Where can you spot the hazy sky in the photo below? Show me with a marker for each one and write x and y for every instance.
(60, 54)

...

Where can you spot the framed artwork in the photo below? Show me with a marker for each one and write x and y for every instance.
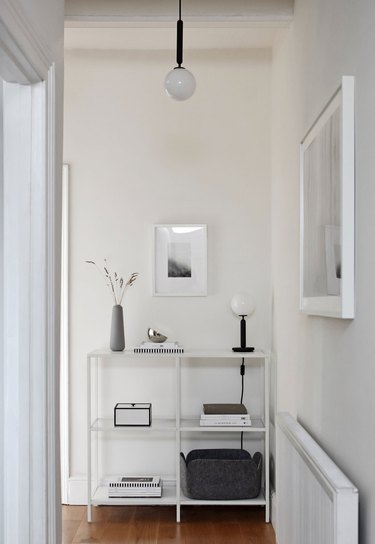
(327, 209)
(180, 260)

* _Requirement_:
Filter the listing above to the lines that contain the string "marker", copying each matching line unchanged.

* _The response_:
Where can you spot the hazy sky in the photo below? Show me with a marker for each one and write x and y for every instance.
Where can you spot the framed artwork in the photo below? Show me with a marker for each one and write x and y for every instance.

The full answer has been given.